• Task requirements: Format the records from the line containing "Target: white boat" through the end of the records as a two-column CSV with headers input and output. Give one row per record, with its text under input and its answer under output, each in a single quoted field with line breaks replaced by spaces.

• Material shown:

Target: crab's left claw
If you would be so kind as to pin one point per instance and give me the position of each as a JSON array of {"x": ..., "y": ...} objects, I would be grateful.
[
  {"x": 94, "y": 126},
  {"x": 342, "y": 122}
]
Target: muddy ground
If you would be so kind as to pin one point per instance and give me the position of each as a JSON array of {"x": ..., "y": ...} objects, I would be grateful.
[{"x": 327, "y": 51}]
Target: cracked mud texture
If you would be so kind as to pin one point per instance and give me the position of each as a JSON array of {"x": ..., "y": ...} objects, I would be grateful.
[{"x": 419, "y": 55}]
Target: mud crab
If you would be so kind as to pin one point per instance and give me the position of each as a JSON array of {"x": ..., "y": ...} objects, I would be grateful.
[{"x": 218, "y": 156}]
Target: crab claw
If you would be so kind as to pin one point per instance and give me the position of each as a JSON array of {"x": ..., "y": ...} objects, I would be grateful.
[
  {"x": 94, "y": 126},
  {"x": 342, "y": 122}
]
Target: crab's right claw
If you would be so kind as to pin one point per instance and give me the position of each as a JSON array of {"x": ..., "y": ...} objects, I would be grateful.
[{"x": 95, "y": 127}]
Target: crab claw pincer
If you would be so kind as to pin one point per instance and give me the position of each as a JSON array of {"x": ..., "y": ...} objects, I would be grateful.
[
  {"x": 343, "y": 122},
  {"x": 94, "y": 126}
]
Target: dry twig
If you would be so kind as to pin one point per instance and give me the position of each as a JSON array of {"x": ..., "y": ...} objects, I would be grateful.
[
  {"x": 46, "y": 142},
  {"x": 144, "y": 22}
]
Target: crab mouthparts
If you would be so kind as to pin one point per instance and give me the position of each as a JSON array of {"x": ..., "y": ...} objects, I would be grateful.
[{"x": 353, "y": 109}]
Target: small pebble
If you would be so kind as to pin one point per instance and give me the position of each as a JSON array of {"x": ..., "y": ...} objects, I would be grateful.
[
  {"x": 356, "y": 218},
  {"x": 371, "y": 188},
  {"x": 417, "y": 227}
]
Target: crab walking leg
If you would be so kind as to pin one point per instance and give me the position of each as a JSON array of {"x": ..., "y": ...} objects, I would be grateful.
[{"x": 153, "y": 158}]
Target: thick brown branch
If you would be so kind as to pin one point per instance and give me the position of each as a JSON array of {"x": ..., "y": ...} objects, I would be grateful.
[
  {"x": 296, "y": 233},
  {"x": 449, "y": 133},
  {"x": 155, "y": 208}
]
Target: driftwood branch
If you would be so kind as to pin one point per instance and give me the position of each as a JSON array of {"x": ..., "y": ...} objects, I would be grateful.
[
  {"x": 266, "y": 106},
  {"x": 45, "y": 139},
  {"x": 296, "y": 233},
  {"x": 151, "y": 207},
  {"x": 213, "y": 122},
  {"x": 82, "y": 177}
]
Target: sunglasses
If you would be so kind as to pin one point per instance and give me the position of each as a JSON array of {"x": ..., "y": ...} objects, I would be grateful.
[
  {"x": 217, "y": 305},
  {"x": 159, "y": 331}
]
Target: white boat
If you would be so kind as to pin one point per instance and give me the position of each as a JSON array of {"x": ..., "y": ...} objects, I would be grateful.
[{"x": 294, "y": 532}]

• Completed exercise:
input,output
"Target: white boat If you would be so kind as to pin one point per instance and give me the position of each as a JSON array of {""x"": ..., ""y"": ...} objects, I would be grateful.","[{""x"": 294, ""y"": 532}]"